→ **What is needed**:
A faithful transcription of all the data is required.

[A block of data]

# # # #

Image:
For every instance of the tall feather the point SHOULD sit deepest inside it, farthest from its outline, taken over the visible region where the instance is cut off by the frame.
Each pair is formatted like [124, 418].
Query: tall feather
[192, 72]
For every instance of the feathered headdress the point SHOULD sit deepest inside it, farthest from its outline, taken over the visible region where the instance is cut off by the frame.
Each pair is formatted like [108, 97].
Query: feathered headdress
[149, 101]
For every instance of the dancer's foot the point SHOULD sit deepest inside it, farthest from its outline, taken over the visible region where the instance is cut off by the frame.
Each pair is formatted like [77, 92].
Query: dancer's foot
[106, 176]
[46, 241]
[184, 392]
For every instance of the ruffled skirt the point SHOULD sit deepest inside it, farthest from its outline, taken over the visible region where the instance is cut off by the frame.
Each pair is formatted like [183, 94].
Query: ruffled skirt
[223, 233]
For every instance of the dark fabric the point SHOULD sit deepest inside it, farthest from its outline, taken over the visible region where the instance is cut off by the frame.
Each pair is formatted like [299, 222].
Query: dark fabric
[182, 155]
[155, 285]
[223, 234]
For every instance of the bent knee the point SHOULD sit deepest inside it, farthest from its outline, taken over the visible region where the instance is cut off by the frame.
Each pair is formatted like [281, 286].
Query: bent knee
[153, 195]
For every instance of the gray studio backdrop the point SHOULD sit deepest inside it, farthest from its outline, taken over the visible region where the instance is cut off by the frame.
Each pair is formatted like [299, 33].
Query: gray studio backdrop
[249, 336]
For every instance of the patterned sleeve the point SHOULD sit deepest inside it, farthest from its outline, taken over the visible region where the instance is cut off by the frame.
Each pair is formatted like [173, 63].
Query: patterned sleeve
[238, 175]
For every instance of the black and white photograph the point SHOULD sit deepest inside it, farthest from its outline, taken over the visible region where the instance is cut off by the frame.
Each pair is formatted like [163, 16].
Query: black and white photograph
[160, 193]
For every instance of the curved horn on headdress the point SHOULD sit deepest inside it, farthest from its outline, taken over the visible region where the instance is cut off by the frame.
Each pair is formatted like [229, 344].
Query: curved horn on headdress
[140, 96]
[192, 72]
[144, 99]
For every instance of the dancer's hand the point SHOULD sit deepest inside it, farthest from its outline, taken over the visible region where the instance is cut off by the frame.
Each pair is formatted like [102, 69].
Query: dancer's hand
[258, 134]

# # # #

→ **Expected output**:
Image:
For every instance of the tall feather the point SHOULD sit deepest inside it, farthest from its outline, taken over the visible region where the instance is cut off by the frame.
Each pair is formatted like [124, 418].
Query: tall feather
[192, 72]
For every instance of the feathered headdress the point SHOULD sit deepest inside it, farthest from its outline, taken over the visible region where the instance is cut off by the frame.
Each pair is formatted like [108, 97].
Query: feathered headdress
[149, 101]
For every instance of the dancer's foot the point SHOULD sit deepest inside it, farthest from its outline, taken over the visible region where the instance is cut off by the frame.
Each pair is formatted like [77, 92].
Query: dancer's foot
[106, 176]
[46, 241]
[184, 392]
For every instance of the ruffled skirt the point SHOULD sit deepest inside it, farthest from its outline, taken over the visible region where the instance is cut off by the frame.
Each pair is formatted like [183, 94].
Query: ruffled skirt
[223, 233]
For every instance of the dark fabric the point SHOULD sit deepest inside it, farthest from its outline, taken over the visible region where the instance is cut off by the frame.
Each pair is formatted like [299, 222].
Query: dark fabric
[182, 155]
[155, 285]
[223, 234]
For every instance of the bent knee the point SHOULD sit deepest inside it, farthest from its outline, taken over the visible region where the instance is cut off by the frame.
Each pair is formatted like [281, 286].
Query: bent knee
[153, 195]
For every instance of the gray studio backdrop the point SHOULD sit deepest inside it, farthest from its outline, taken over the visible region where the instance is cut off by the frame.
Each pair is formatted like [299, 33].
Query: gray studio backdrop
[249, 336]
For every instance of the patterned sleeve the point SHOULD sit deepest inside it, farthest from its outline, taken over the visible region where the instance is cut off by the frame.
Each pair is formatted like [173, 63].
Query: patterned sleeve
[238, 175]
For every instance of the black and white photograph the point SHOULD sit deepest inside it, farthest from its outline, taken over the visible region where the instance is cut off by the frame.
Each pair is formatted like [163, 16].
Query: black and white photograph
[160, 193]
For every instance of the curved horn on headdress the point SHOULD sit deepest inside it, farthest from its outline, taken over the visible region where the instance is cut off by the frame.
Each pair is formatted like [229, 344].
Query: curved horn on headdress
[140, 96]
[192, 72]
[144, 99]
For every instance of the dancer's hand the point SHOULD sit deepest inside it, farthest from its outline, taken over the visible region where the instance is cut off by the frame.
Each pair is formatted like [102, 69].
Query: dancer's hand
[258, 134]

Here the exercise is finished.